PROBLEM DETAILS – Reproduce only the lines from the line containing "Reviewer note: make sure each instance of the recessed" to the end of the entries below, including both of those lines.

DATA RECORDS –

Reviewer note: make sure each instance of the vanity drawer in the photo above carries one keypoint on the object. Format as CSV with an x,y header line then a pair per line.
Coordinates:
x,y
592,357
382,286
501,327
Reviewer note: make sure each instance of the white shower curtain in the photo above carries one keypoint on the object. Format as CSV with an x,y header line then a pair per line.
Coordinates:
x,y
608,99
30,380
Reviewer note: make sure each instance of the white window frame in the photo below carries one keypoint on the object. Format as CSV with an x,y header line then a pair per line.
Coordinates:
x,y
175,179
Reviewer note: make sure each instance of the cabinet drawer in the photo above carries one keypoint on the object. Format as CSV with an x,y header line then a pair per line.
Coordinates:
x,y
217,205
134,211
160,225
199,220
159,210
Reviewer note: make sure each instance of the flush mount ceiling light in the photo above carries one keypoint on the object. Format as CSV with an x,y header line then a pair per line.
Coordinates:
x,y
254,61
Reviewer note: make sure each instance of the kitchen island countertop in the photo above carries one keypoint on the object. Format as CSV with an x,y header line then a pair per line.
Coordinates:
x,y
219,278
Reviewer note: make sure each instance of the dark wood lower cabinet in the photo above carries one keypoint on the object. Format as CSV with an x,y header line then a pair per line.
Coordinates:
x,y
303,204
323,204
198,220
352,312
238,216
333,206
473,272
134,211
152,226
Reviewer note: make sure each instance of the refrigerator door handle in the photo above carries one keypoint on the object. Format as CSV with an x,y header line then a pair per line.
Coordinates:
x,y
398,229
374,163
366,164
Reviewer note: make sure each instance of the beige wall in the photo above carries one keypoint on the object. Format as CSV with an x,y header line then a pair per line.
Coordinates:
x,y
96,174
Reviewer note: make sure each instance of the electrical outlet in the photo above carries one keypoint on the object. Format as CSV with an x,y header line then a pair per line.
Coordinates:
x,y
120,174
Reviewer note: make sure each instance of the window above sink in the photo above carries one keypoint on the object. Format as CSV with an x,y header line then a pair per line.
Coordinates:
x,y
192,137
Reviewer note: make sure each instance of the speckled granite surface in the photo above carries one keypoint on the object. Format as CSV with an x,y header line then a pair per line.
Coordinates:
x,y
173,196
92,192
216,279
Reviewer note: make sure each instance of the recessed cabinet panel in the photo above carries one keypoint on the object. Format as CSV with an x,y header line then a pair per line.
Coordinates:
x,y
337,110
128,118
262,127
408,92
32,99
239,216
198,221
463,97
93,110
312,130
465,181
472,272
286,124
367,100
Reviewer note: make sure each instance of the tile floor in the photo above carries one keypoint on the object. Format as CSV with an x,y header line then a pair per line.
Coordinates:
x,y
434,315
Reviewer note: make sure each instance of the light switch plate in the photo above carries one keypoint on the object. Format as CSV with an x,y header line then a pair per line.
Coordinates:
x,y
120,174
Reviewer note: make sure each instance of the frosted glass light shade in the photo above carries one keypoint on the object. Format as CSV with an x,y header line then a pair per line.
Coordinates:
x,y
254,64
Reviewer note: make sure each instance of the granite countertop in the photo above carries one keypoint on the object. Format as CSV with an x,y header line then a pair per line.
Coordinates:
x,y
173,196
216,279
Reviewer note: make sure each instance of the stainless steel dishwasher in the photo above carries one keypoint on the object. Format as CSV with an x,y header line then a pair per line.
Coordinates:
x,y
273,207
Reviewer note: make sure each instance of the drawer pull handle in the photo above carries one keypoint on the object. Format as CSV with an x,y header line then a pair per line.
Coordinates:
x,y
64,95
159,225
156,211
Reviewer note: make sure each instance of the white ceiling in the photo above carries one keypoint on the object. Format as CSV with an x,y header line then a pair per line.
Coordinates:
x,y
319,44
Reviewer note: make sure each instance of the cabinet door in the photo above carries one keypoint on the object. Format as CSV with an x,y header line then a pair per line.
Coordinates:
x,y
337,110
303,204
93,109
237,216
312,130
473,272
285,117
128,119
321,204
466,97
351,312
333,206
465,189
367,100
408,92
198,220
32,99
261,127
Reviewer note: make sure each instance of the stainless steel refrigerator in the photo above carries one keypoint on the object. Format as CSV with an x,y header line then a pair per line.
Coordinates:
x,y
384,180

SOLUTION TO THE PROBLEM –
Reviewer note: make sure each instance of the recessed cabinet panel in the photo above carries one keypoint on the object. Format as CSV with an x,y header line then a pair per line.
Coordinates:
x,y
337,110
128,118
262,127
408,92
32,99
239,216
198,221
463,97
93,110
312,130
465,181
472,272
286,124
367,100
Reviewer note: make sure each instance of the tile floor in the photo above carries one keypoint on the object. Format as CSV with an x,y header line then a pair per line.
Coordinates:
x,y
434,315
Reviewer note: make sure each instance of the light switch plate in the photo above carries one keypoint on the object. Format as CSV with an x,y header line then a pair per line.
Coordinates:
x,y
120,174
Reviewer note: make sure each instance of the frosted glass light shade in the photo above carries one keypoint on the object. Format as CSV with an x,y header line then a pair per line.
Coordinates:
x,y
254,64
Reviewer note: make sure each instance of the granite countertop in the photo above carries one keypoint on the object. Format as CSV with an x,y header line then a pair per line.
Coordinates:
x,y
173,196
216,279
Reviewer note: make sure each instance of the stainless steel dishwasher in the photo above carries one keypoint on the object. Format as CSV with an x,y header line then a pair per line.
Coordinates:
x,y
273,207
Reviewer note: make sure each instance of the drawer pull handle in the photo above carries one keypoint on the object. Format as CSV with an x,y header line then a pair per line.
Coordinates:
x,y
64,95
159,225
156,211
Reviewer note: make sure each instance of the white ceiling in the photo above carries one keypoint on the object. Format as CSV with an x,y header line then a pair per line.
Coordinates:
x,y
319,44
Reviewer note: make sure each instance of the cabinet door in the photo above carries one keypoint on the object. Format as CSV with an x,y header line then a pair per line.
Coordinates:
x,y
337,110
303,204
93,109
237,216
312,130
473,272
285,117
128,119
321,204
466,97
351,312
333,206
465,189
367,100
408,92
198,220
32,99
261,127
Reviewer note: make sure each instance of the stainless steel refrigerator in the photo above carries one keypoint on the object. Format as CSV with an x,y header line then a pair per line.
Coordinates:
x,y
384,180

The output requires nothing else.